• PROBLEM DESCRIPTION:
Every entry below should be printed exactly, without its images.

• INPUT FOR THIS TASK:
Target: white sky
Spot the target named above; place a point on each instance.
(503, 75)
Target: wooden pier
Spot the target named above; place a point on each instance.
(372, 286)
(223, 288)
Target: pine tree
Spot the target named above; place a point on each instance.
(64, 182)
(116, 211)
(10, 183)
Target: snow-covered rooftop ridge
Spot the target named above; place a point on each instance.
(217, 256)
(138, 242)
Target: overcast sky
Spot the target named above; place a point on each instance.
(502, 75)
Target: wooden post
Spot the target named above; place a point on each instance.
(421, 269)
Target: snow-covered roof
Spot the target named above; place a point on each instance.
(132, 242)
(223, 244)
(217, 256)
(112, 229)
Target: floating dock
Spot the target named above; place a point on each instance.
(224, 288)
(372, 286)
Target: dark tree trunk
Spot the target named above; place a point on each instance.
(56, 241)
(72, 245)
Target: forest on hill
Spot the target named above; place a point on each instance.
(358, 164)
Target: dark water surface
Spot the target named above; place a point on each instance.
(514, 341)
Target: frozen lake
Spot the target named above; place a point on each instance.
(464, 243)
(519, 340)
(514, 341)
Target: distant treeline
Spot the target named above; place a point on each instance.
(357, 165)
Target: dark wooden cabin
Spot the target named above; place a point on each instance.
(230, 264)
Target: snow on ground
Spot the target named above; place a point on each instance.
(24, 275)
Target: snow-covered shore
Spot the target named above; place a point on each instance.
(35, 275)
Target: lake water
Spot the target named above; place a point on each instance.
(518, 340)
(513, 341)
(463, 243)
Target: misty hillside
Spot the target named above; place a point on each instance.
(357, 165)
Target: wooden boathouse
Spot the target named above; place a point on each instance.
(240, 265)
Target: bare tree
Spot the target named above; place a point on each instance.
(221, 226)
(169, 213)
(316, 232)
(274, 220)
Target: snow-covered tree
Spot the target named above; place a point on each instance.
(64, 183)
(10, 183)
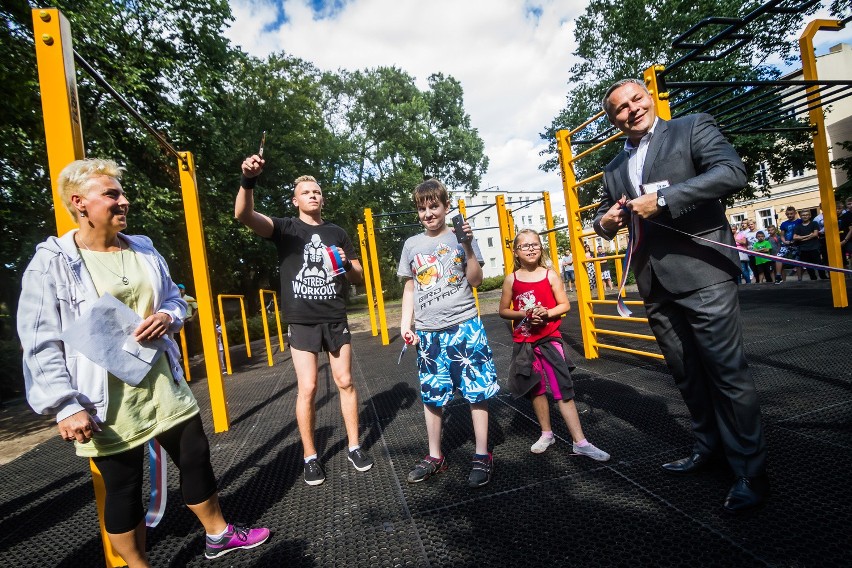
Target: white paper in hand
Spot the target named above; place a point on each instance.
(104, 335)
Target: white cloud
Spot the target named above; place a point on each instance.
(512, 64)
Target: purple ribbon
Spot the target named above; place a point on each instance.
(157, 476)
(634, 242)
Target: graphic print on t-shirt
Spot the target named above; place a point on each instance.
(526, 301)
(314, 281)
(437, 274)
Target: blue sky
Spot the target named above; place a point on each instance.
(511, 56)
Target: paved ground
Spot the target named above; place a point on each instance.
(555, 509)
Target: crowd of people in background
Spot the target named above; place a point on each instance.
(800, 237)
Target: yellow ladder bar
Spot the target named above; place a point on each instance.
(823, 166)
(377, 277)
(463, 211)
(203, 290)
(225, 346)
(551, 234)
(63, 131)
(575, 230)
(261, 292)
(368, 280)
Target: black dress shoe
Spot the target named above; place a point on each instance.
(746, 493)
(693, 464)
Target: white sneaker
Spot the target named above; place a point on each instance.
(542, 444)
(591, 451)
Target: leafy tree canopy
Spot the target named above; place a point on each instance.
(368, 136)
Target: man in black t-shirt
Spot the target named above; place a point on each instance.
(806, 236)
(846, 228)
(311, 252)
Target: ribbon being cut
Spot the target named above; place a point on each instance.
(634, 243)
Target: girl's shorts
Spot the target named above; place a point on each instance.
(457, 357)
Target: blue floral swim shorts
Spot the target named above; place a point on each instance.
(457, 357)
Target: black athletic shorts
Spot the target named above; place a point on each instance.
(319, 336)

• SOLUTION:
Target: white sky
Spot the target named above; place a point on each instance.
(503, 75)
Target: wooden pier
Spot the target named above; place a point on each instance.
(372, 286)
(223, 288)
Target: pine tree
Spot the target named above; place a point on each instance.
(64, 182)
(116, 211)
(10, 183)
Target: snow-covered rooftop ridge
Spot the target named above; place a point on each instance.
(217, 256)
(138, 242)
Target: overcast sky
Spot the target named above; place a point on each instance.
(502, 75)
Target: wooden post
Spot the target named above; place a point on each instance.
(421, 269)
Target: snow-covered roof
Spot the target named above; place a point on each instance.
(132, 242)
(223, 244)
(217, 256)
(112, 229)
Target: floating dock
Spot the target named above; place a point on each instance.
(224, 288)
(372, 286)
Target: dark tree trunk
Spot the target named above; place a point on each instance.
(56, 241)
(72, 245)
Target: forest on hill
Spot the target named above; place a point on each instance.
(358, 164)
Target: dark water surface
Spot the target named above; place a point on each instance.
(514, 341)
Target: frozen lake
Spot the target named above; place a point on each instance.
(464, 243)
(519, 340)
(514, 341)
Target: distant treeline
Spot the target named above; place a point on each instance.
(357, 165)
Target: dark wooden cabin
Spot the target named above; place a point on each instance.
(230, 264)
Target: snow on ground
Spot the target named above; place a point on each instance.
(24, 275)
Target: snow-covered shore
Spot the target named above; place a point on each instance.
(35, 275)
Target: lake water
Spot the target named above; place a point on each instance.
(518, 340)
(513, 341)
(463, 243)
Target: misty hillside
Spot the target named above; place a point on each instance.
(357, 165)
Target: wooden boathouse
Spot the target named above; place a point on each instance.
(240, 265)
Target: bare tree
Spot the target named above; place a point on each instance.
(221, 226)
(169, 213)
(316, 232)
(274, 220)
Target: snow-covered tree
Spot the target named above; place a point on each instance.
(64, 183)
(10, 183)
Target: white paper in hand
Spot the target named above; place a point on each instance.
(104, 335)
Target: white cloud
Spot the target named above; place a point on each instance.
(512, 64)
Target: purple ribbon
Spot the target named above; place a point on each instance.
(157, 476)
(634, 242)
Target: graphic print on t-shirt
Spot the target named above; place a point on each instance.
(526, 301)
(314, 281)
(437, 274)
Target: blue sky
Spot the target named above; place a point on each instance.
(511, 56)
Target: paved ground
Spot the target named above; place a point on each instance.
(555, 509)
Target: crowd of people in background
Spot the target named above; place a point on each instance.
(800, 237)
Target: yellow ladder bar
Spot the target named above; place a point on each instance.
(823, 166)
(377, 277)
(463, 211)
(203, 290)
(225, 346)
(551, 234)
(63, 131)
(575, 230)
(261, 292)
(368, 280)
Target: black dress shoe
Spot the target named above; place a point on each instance.
(746, 493)
(693, 464)
Target: white sneaker
Spot the target named above; place a point on each instance.
(542, 444)
(591, 451)
Target: leafy tree canopy
Spot the target named above; place a point on each instance.
(368, 136)
Target: man in black t-shirt
Spot the target named above; place a point on each instance.
(806, 236)
(846, 228)
(311, 252)
Target: ribbon being cut
Spot the target named above; place a point on each instance.
(634, 243)
Target: girl's shorts
Spot the target named above; place a point on each instance.
(457, 357)
Target: blue floral swim shorts
Spot the target named above; place a point on each instance.
(457, 357)
Target: black athletic shorts
Spot the target named above; place a point on each instance.
(319, 336)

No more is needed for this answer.